> _Instructions to follow_:
Tally the lines in the rows below that contain the string "wooden", treating uppercase and lowercase letters as different. Give only the number.

==== Supplied data

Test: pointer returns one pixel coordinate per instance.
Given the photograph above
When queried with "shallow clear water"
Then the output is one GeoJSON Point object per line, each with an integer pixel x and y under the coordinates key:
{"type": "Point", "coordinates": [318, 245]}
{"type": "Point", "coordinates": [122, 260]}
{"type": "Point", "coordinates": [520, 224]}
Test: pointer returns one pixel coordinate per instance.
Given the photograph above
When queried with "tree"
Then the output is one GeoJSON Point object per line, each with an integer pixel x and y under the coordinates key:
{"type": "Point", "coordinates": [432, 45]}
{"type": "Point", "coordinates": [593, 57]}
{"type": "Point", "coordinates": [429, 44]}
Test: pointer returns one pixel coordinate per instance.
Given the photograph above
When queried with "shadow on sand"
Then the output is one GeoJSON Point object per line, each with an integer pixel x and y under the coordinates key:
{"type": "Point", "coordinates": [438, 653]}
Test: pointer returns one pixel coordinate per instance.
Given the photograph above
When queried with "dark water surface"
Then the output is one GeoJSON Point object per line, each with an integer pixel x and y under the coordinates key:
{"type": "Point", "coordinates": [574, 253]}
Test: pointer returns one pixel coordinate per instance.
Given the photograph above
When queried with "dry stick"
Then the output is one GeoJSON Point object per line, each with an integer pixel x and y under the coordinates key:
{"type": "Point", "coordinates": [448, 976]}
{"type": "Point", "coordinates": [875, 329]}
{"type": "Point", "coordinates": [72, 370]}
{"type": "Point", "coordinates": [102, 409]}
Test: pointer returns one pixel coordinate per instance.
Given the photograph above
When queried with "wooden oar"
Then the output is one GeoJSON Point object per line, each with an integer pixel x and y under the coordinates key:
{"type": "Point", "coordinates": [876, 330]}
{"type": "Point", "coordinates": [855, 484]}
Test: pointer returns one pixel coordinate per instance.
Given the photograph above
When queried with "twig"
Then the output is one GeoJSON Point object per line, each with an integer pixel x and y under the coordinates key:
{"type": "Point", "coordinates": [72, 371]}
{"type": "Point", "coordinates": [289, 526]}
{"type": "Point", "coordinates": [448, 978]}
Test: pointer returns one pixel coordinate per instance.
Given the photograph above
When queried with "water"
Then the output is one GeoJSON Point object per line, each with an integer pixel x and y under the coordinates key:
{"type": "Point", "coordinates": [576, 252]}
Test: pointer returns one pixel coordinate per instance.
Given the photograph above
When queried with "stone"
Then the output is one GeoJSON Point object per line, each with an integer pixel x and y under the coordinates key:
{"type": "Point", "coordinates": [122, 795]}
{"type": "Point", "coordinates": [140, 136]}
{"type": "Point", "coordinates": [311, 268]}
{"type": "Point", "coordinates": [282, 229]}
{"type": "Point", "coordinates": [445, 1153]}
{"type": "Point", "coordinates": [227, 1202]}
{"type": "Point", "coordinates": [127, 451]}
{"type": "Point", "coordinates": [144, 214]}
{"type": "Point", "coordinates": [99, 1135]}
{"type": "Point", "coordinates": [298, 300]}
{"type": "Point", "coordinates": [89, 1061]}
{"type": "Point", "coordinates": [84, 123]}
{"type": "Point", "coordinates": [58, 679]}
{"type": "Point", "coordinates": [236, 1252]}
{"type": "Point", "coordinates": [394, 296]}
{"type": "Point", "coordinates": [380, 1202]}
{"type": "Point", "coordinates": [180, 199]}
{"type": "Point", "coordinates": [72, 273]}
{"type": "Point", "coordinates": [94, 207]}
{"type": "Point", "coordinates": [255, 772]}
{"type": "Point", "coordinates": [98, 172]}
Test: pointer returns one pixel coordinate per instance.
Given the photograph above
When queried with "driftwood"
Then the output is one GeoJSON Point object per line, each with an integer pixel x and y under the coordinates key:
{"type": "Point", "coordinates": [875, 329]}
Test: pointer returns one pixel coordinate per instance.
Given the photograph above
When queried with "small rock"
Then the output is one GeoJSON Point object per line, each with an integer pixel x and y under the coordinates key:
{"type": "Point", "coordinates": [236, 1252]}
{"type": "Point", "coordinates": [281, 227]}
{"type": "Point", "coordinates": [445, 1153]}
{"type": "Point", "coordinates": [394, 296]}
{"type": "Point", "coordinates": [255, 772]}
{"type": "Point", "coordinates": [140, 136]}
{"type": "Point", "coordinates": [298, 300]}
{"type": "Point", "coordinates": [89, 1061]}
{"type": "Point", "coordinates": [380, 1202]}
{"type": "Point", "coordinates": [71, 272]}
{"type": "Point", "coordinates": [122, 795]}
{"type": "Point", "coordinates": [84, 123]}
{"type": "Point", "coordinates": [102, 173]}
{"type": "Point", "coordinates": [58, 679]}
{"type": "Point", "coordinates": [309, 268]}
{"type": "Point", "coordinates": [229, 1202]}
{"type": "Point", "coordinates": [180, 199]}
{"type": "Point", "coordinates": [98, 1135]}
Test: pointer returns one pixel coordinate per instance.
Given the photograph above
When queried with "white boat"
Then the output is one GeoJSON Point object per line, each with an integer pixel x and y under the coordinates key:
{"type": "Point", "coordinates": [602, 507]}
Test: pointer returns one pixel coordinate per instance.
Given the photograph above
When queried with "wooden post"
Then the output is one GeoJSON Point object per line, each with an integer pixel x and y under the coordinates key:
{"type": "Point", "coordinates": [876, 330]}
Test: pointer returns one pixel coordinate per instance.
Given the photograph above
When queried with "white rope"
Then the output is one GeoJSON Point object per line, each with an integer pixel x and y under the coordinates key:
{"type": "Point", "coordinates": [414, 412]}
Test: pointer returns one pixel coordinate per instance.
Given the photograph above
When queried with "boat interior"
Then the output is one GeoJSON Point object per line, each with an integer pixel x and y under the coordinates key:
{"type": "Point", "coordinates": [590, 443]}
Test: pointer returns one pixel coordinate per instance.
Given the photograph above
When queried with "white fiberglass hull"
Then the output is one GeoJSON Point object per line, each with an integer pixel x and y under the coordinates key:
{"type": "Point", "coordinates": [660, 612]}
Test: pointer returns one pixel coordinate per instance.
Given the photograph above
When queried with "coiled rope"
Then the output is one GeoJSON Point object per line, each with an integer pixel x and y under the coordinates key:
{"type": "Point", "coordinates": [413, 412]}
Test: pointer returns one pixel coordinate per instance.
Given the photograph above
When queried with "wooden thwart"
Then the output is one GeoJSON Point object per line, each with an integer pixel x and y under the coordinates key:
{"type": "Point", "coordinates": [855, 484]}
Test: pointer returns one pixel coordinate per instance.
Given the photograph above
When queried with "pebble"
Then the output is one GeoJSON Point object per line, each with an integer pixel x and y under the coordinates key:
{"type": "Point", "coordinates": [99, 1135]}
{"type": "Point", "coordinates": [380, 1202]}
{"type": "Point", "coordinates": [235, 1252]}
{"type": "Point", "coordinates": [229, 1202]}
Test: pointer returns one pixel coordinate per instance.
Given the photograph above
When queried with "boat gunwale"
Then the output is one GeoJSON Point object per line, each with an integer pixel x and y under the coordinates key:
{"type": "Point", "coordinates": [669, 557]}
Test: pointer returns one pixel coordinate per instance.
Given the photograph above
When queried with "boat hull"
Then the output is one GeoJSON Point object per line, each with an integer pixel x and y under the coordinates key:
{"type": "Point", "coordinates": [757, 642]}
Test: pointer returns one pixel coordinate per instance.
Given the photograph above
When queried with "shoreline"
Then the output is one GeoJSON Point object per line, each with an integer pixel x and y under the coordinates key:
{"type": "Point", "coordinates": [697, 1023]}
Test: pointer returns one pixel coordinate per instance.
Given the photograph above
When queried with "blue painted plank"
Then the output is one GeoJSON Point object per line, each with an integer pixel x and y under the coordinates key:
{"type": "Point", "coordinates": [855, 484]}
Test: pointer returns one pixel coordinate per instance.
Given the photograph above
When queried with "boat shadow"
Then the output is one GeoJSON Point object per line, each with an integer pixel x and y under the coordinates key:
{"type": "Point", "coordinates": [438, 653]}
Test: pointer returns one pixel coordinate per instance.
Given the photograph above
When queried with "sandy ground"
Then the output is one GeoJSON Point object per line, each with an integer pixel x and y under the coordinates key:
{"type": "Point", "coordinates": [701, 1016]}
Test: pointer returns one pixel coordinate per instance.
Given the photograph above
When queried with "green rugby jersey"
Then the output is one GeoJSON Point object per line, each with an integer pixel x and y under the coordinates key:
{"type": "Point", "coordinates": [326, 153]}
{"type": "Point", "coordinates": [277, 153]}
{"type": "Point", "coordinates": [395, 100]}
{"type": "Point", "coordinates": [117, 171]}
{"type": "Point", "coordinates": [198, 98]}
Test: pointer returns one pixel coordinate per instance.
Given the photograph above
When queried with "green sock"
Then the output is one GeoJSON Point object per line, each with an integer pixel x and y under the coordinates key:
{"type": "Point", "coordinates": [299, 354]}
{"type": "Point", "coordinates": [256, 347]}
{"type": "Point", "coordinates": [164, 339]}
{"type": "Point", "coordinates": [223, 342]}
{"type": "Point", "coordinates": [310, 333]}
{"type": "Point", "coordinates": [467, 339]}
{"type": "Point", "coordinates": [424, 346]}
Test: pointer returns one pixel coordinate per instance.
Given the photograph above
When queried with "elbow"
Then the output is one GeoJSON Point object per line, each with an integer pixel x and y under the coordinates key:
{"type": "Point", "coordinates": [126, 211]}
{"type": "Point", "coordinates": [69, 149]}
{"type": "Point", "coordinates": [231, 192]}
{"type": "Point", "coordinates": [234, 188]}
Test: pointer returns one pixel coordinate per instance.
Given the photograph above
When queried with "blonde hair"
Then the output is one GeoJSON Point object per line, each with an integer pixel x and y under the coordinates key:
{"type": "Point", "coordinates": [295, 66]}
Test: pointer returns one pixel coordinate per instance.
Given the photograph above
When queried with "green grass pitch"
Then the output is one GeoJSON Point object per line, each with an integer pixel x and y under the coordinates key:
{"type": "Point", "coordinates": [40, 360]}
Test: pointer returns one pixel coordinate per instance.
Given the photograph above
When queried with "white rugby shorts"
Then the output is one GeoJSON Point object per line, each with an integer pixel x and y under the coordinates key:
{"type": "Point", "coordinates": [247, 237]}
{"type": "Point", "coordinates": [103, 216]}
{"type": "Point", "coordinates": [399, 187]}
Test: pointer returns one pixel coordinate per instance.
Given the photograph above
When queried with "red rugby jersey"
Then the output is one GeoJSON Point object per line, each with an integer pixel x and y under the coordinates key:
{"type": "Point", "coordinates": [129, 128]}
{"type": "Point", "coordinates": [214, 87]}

========

> _Complete answer_:
3